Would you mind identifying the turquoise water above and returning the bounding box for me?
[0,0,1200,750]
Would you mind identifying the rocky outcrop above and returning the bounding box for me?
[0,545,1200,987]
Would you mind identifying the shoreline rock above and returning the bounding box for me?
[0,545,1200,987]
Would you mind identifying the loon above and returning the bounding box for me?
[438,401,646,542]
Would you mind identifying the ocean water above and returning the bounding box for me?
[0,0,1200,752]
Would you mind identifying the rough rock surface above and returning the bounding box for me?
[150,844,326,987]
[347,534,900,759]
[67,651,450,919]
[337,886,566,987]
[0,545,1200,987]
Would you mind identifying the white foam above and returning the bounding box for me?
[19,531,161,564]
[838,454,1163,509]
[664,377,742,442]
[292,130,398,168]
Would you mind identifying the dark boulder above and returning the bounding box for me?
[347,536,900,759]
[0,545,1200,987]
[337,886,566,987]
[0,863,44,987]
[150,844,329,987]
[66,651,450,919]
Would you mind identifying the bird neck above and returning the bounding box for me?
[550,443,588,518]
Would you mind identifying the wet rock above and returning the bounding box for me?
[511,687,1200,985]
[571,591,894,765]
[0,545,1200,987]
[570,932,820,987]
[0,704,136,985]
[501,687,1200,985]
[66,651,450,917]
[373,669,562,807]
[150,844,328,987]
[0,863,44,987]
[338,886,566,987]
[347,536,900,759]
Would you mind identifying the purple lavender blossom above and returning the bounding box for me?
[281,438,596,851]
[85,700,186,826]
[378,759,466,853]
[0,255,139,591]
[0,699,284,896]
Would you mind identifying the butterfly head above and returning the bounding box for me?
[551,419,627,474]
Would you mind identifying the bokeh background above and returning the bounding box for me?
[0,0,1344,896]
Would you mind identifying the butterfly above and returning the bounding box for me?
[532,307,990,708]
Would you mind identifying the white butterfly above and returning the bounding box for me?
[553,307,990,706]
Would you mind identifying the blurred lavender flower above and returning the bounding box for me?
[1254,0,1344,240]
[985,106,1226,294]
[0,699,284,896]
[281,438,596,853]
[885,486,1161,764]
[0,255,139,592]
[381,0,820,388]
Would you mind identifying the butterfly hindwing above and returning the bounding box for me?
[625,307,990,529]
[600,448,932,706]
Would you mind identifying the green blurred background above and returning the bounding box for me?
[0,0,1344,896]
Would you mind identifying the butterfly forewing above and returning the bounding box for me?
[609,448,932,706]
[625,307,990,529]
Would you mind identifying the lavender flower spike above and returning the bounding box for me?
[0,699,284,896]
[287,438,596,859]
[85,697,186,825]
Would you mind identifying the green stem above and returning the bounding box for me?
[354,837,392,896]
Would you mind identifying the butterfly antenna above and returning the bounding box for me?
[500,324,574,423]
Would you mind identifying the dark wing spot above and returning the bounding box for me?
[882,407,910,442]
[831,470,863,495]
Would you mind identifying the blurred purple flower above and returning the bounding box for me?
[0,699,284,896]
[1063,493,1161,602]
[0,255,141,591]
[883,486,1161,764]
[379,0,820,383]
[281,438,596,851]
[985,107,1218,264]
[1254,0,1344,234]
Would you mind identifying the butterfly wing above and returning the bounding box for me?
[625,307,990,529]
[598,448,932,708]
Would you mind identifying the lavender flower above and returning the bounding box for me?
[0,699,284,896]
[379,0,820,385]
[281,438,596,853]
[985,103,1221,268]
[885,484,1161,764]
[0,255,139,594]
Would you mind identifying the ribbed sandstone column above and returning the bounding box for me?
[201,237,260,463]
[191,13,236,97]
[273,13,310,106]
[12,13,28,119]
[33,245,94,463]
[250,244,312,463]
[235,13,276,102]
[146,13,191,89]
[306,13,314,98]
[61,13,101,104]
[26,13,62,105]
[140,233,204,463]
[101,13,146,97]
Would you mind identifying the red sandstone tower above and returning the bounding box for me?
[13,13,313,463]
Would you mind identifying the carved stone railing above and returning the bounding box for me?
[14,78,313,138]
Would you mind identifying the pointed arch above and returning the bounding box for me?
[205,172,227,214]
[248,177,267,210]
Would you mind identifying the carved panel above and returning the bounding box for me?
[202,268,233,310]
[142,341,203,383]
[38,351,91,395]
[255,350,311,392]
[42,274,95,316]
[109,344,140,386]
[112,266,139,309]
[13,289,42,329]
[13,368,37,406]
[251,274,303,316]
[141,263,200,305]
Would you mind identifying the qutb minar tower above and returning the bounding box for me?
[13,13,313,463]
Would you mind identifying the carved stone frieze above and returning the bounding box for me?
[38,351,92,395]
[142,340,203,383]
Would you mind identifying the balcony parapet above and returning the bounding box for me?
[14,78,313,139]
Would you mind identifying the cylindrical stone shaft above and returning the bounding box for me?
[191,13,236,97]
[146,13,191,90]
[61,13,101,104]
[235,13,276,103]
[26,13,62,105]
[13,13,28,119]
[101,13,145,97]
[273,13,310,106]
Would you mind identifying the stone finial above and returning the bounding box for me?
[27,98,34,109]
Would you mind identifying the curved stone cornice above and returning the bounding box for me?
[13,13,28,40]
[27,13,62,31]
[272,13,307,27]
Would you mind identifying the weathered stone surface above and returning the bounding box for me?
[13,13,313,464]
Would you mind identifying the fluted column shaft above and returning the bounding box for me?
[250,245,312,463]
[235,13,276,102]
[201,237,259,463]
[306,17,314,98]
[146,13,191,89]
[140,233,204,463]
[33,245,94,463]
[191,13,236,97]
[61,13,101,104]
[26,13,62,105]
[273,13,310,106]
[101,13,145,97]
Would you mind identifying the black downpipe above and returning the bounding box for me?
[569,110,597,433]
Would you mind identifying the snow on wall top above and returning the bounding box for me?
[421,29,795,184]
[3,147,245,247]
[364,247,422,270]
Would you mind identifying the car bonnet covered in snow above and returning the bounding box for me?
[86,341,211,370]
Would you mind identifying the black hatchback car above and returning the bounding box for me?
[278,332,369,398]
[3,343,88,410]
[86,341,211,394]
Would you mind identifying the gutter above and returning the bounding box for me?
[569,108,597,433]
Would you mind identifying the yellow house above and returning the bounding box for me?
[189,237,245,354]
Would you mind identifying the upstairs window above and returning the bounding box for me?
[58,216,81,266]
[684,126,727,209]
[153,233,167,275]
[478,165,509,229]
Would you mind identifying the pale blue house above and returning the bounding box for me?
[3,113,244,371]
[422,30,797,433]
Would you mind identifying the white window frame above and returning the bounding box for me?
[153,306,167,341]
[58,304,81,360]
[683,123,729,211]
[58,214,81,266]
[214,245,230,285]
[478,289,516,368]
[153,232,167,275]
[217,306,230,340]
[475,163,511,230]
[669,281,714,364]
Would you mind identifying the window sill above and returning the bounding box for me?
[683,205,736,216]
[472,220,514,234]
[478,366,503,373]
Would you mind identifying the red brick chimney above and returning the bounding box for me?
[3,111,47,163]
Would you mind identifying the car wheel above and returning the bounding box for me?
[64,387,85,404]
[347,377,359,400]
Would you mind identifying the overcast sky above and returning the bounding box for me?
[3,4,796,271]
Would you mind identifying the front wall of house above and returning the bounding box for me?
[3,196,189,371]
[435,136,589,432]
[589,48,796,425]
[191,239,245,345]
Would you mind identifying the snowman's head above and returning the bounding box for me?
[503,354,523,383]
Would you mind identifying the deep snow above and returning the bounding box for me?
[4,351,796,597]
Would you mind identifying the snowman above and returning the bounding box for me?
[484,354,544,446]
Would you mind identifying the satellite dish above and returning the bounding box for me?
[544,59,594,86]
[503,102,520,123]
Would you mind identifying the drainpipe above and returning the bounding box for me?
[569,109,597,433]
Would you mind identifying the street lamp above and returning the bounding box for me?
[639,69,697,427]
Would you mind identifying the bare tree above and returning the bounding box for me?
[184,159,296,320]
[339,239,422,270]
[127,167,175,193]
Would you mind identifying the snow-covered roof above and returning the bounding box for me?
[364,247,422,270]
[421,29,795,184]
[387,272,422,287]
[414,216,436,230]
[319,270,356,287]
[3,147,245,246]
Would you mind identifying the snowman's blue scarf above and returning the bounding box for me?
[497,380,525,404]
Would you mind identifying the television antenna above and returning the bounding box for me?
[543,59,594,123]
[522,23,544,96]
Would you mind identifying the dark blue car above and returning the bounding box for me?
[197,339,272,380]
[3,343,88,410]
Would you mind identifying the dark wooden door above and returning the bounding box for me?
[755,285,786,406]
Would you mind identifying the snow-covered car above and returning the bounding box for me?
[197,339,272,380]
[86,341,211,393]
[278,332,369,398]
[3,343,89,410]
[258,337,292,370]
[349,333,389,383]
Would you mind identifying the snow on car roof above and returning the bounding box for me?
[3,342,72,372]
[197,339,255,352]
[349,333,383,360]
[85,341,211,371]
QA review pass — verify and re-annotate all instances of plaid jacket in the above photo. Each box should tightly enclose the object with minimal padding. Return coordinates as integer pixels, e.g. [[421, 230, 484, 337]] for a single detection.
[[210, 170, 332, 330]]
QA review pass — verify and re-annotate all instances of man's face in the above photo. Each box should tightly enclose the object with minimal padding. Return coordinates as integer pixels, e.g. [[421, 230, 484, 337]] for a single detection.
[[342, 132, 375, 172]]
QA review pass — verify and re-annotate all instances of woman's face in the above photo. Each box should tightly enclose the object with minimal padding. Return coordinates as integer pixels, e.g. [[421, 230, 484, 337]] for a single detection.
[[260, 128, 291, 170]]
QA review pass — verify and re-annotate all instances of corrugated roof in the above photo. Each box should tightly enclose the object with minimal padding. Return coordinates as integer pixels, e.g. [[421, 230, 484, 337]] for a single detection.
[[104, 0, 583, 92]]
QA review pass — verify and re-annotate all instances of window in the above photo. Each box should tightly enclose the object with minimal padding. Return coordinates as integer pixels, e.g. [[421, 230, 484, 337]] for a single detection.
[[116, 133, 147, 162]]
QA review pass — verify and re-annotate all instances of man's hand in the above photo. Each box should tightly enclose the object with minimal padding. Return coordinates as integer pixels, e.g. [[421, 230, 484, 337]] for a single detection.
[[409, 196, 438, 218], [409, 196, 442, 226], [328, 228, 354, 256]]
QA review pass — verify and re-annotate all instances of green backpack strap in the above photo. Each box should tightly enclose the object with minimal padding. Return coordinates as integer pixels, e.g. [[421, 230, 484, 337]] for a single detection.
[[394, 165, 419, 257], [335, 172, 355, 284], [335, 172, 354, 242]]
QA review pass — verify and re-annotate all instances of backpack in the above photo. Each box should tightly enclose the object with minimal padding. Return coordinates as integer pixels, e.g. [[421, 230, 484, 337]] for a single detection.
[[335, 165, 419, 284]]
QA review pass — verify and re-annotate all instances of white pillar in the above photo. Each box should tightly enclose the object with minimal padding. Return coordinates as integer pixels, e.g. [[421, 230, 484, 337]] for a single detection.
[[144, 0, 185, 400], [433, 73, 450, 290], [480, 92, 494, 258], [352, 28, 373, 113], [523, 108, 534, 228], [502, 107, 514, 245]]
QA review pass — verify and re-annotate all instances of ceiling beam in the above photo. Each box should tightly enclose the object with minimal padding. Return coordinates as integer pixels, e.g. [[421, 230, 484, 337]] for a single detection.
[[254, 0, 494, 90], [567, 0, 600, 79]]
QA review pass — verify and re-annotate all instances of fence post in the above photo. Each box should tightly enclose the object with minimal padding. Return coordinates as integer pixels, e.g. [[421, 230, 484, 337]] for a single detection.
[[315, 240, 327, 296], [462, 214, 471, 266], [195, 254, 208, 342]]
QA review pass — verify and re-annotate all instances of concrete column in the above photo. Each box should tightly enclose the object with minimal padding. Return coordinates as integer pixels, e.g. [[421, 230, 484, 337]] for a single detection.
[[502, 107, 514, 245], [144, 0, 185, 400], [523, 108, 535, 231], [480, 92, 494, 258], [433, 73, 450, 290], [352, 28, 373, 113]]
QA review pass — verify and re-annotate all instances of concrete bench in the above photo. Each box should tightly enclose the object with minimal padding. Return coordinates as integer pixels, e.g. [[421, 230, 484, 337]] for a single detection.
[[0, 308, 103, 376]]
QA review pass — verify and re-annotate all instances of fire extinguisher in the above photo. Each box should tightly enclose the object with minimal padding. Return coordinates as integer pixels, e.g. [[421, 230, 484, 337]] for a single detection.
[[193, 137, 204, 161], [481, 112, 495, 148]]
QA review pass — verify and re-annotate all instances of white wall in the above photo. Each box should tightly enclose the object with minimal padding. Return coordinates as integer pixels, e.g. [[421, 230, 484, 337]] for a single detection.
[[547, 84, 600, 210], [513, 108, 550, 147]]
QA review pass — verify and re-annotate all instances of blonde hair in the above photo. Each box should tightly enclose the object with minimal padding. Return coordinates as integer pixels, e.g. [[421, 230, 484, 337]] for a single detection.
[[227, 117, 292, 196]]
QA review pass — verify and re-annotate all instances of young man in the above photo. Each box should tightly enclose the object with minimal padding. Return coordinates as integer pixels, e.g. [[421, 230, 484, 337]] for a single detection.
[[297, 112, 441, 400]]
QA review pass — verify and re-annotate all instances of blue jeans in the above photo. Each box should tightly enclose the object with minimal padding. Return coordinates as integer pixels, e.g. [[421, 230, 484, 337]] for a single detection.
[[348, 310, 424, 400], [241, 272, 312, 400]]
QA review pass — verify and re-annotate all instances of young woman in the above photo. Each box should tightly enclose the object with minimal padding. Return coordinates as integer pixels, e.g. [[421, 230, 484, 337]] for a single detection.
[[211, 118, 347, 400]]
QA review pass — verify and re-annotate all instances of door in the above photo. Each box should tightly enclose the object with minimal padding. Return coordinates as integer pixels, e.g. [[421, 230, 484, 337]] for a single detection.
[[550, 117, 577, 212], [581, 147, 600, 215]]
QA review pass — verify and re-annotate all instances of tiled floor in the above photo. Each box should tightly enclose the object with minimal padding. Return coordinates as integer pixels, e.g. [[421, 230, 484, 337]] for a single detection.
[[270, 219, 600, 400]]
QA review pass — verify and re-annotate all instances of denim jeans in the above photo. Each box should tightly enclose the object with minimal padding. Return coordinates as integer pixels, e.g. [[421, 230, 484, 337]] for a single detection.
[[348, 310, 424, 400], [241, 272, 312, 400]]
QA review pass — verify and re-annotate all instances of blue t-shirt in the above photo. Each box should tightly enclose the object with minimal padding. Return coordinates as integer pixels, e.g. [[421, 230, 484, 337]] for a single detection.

+---+

= What to produce =
Add 24 to each bounding box coordinate in the stretch from the start of the entries through the line containing "[292,130,398,168]". Rewrite every line of that stretch and no others, keeping the wording lines as they are and using the new values.

= Solution to this exercise =
Would you mind identifying the turquoise water above and returning the bounding box for me?
[24,24,1224,774]
Would you mind identifying the rocky outcrop above and returning the bounding box for me?
[24,569,1224,1011]
Would you mind identifying the shoreline rock above and returning the bounding box for me?
[24,569,1224,1011]
Would you mind identifying the loon above and returning the bounding box for me?
[462,425,670,566]
Would you mind identifying the ocean water above and returning the bounding box for me?
[24,24,1224,776]
Would you mind identifying the rough rock surface above and returning the bounding box for me?
[174,868,350,1011]
[371,558,924,783]
[91,675,474,943]
[361,910,590,1011]
[24,569,1224,1011]
Would you mind identifying the white foam above and returning the bounding box for me?
[43,555,185,588]
[862,478,1187,533]
[688,401,766,466]
[316,154,422,192]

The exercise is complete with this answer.